# Quoted text
3. "Kepler-22B" (3:13) a very catchy, groovin' R&B tune that makes me think that Tame Impala might have merged with Durand Jones & The Indications. One of my favorite KG&tLW songs of all-time. (9.5/10)

4. "Gaia" (5:11) a monstrously heavy beast, chugging along as if it were a djenty metal song. Even the vocal approach is right in line with the growl vocalists of those genres, all in the attempt at presenting our planet's persona from a testosterone-driven male perspective (which is an interesting prospect in and of itself). If tongue-in-cheek, it's hilarious; if serious, it saddens me. The band is certainly branching out into new territory with this one. (8.5/10)

5. "Ambergris" (4:27) another gentle, romantic R&B-like slow-dance groove with some awesome EW&Fire-like group vocals and wonderfully playful bass play and an awesome little microtonal guitar solo--so sexy! (9/10)

6. "Sadie Sorceress" (3:08) with a beat like a1990s Hip Hop classic, the boys take on the territory of the sacrosanct BEASTIE BOYS and do quite an admirable job of it as they do (though once again I hear much more of JUSTIN TIMBERLAKE's voice and rap style). (8.75/10)

LP 2 (39:59) 7. Evilest Man" (7:39) sequenced percussive computer notes are intermixed with the boys' full-on jam ensemble before clearing out for the Fender Rhodes chords that support a solo voce vocal performance that sounds like it comes from the 1970s. (13/15)

8. "The Garden Goblin" (2:57) a song that sounds so straight out of the psychedelic 1960s London Scene--until, that is, the synth solos. Everytime the vocal choir sings I picture The Buckinghams or The Lovin' Spoonful up on stage in Top of the Pops. (8.5/10)

9. "Blame It on the Weather" (2:31) feels like a continuation of the previous song (same instrumental sound palette and effected choral-vocals). Nice guitar durning the choral chorus. (8.25/10)

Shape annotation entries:
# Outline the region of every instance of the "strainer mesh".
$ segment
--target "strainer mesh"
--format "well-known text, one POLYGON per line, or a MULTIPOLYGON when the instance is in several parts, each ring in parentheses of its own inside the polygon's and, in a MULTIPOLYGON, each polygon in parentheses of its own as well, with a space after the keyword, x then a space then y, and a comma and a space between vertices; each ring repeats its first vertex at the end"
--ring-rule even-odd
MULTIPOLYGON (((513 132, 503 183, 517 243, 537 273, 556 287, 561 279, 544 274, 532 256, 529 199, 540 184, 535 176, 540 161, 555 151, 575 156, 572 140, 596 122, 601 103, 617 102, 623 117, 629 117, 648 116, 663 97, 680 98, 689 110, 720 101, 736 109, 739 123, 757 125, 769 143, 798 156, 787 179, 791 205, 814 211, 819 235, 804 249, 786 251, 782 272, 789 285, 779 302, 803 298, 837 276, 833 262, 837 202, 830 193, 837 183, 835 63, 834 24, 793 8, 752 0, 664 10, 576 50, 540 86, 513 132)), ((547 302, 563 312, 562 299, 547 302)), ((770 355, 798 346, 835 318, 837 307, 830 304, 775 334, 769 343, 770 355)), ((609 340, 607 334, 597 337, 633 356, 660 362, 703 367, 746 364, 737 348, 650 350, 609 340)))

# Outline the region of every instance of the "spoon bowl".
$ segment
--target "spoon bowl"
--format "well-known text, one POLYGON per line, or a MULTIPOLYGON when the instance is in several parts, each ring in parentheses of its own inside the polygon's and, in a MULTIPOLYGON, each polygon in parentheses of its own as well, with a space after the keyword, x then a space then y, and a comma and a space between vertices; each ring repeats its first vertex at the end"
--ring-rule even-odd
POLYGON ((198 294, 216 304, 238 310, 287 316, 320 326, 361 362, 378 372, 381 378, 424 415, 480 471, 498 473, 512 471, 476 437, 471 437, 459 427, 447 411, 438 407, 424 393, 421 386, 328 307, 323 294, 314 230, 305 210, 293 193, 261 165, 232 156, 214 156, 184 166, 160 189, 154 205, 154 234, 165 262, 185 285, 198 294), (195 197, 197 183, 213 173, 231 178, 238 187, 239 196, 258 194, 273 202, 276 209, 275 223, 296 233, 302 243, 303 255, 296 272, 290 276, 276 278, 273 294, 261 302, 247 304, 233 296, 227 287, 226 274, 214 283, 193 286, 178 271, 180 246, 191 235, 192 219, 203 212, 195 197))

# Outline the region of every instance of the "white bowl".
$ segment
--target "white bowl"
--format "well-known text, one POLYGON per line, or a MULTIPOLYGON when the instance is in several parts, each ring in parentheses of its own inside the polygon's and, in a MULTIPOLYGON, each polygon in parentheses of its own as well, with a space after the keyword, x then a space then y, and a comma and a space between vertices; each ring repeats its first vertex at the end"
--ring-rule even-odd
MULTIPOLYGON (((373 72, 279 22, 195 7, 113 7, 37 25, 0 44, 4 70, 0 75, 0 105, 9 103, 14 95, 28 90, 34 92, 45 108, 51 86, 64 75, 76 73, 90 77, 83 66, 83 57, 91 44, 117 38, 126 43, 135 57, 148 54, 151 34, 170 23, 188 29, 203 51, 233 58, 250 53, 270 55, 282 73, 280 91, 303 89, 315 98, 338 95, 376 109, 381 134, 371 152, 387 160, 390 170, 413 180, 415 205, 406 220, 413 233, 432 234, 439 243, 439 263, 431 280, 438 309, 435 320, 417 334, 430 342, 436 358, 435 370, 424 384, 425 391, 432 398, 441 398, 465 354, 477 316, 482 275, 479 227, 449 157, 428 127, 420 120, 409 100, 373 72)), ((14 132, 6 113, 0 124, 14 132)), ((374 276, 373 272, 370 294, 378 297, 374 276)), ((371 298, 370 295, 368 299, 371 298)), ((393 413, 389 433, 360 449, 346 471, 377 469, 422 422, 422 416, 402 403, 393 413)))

# Jobs
1. Reproduce the stretch of the records from their first line through the line containing "MULTIPOLYGON (((513 132, 503", with no changes.
2. Extend the song-by-song album review past its last entry.

# Outputs in order
1.
# Outline the region of every instance of the "strainer mesh".
$ segment
--target "strainer mesh"
--format "well-known text, one POLYGON per line, or a MULTIPOLYGON when the instance is in several parts, each ring in parentheses of its own inside the polygon's and, in a MULTIPOLYGON, each polygon in parentheses of its own as well, with a space after the keyword, x then a space then y, and a comma and a space between vertices; each ring repeats its first vertex at the end"
--ring-rule even-odd
MULTIPOLYGON (((513 132, 503 183, 517 243, 537 273, 556 287, 561 279, 544 274, 532 256, 529 199, 540 184, 535 176, 540 161, 555 151, 575 156, 572 140, 596 122, 601 103, 617 102, 623 117, 629 117, 648 116, 663 97, 680 98, 689 110, 720 101, 736 109, 739 123, 757 125, 769 143, 798 156, 787 179, 791 205, 814 211, 819 235, 804 249, 786 251, 782 272, 789 285, 779 302, 803 298, 837 276, 833 262, 837 202, 830 193, 837 183, 835 63, 834 24, 793 8, 752 0, 664 10, 576 50, 540 86, 513 132)), ((547 302, 563 312, 562 299, 547 302)), ((770 355, 798 346, 835 318, 837 307, 830 304, 775 334, 769 343, 770 355)), ((609 340, 607 334, 597 337, 633 356, 660 362, 703 367, 746 364, 737 348, 650 350, 609 340)))

2.
10. "Persistence" (3:48) another song that could've come from the cutting floor of a Justin Timberlake recording session in the 2000s. Nice early Tony Levin ChapmanStick-like bass line. (8.25/10)

11. "The Grim Reaper" (3:06) harpsichord and bass open before rap rhythm track takes the fore and the group rap takes over. The overall vocal tone sounds almost like Alvin and the Chipmunks. The intent of this might be more clear if I were into lyrics. The music is okay. (8.5/10)

12. "Presumptuous" (4:53) another song that sounds like (could very well be) a tongue-in-cheek Justin Timberlake parody. It's actually quite well done--has a great melody line, vocal performance and, when the full band joins in (about halfway in) nice overall groove and sound--a bit of SANTANA being channelled in the instrumental second half (some of it quite obviously intentional). (8.75/10)

13. "Predator X" (3:46) another foray into the realm of metal music. It just feels wrong--half-hearted and thus, tongue-in-cheek. I don't think this is a direction the band should continue pursuing. (8/10)

14. "Red Smoke" (4:22) I don't which band member is the voice of these teenage Arcade Fire vocal performances but he has my permission to try another shtick. (7.75/10)

15. "Candles" (4:34) pretty sound palette and arpeggiated chords to open before a "Shaft" cymbal-play signals a shift into another gear. The dreamy choral repetition of the word "Candles" is funny in a The Lonely Island kind of way. Sounds 1960s French while, of course, coming from a 21st Century perspective, thus, funnier than hell. (9/10)

16. "The Funeral" (2:23) a nice continuation of the sound and style of the previous song. (4.5/5)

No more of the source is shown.